Een aardlekschakelaar (afgekort ALS, Eng: RCD), ook wel differentieelschakelaar genoemd, is een automatisch werkende schakelaar die een elektrische installatie spanningsloos maakt zodra een lekstroom vanaf een bepaalde grootte optreedt. In veel huis- en kantoorinstallaties bevinden zich in de groepenkast een of meer aardlekschakelaars.
Hoewel de naam doet vermoeden dat deze een stroom naar aarde meet is dit niet het geval. Deze schakelaars meten het verschil tussen de L en N stroom.
Als elektriciteit door het lichaam stroomt, kan dat bij te grote stroomsterkte een gevaar opleveren. Bij de tabel moet opgemerkt worden dat frequentie - maar zeker ook de tijd (in seconden of milliseconden) - bepalend zijn voor de gevolgen.

══════════

_Opgave_:
Wat meet een aardlekschakelaar volgens de tekst over de aardlekschakelaar? De rijen hieronder zijn niet nodig.

══════════

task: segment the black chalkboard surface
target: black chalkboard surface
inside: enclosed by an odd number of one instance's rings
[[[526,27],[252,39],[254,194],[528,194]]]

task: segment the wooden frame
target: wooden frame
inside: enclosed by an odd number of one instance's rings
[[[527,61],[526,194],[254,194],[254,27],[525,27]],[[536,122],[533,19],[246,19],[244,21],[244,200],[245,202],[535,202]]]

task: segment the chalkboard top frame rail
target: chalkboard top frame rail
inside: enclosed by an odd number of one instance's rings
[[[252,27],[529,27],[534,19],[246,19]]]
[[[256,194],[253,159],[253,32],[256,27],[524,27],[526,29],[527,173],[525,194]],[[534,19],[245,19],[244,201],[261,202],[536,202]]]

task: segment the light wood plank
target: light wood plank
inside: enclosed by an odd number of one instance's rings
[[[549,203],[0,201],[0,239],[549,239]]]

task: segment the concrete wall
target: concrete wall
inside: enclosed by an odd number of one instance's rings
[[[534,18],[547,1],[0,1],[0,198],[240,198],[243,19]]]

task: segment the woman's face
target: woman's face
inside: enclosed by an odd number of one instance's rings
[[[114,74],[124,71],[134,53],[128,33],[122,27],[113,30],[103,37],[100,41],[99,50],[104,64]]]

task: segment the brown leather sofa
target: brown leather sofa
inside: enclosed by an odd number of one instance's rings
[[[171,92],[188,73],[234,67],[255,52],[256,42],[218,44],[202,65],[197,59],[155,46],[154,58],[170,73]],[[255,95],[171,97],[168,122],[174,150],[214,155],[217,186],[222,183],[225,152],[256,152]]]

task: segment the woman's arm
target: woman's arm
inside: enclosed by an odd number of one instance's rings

══════════

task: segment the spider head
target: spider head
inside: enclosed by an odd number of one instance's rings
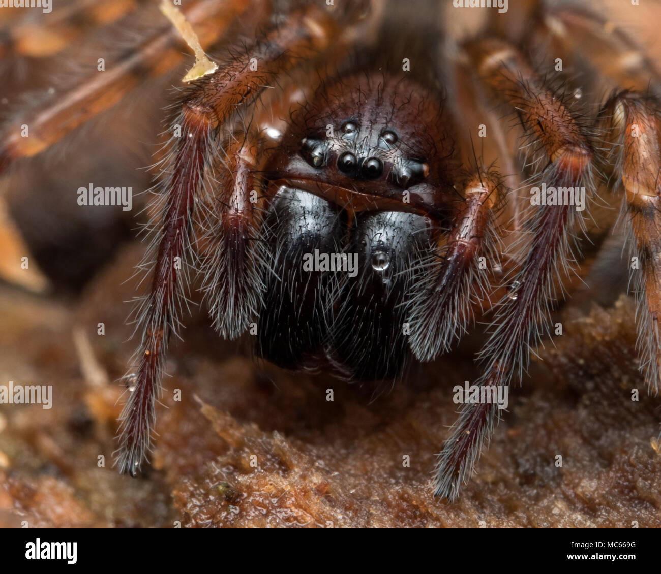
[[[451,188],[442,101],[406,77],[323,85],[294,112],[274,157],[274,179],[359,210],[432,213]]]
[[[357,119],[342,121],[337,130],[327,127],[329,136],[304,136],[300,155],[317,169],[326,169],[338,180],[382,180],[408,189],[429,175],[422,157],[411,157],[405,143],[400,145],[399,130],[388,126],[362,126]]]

══════════

_Uitwerking_:
Het verschil tussen de L- en de N-stroom.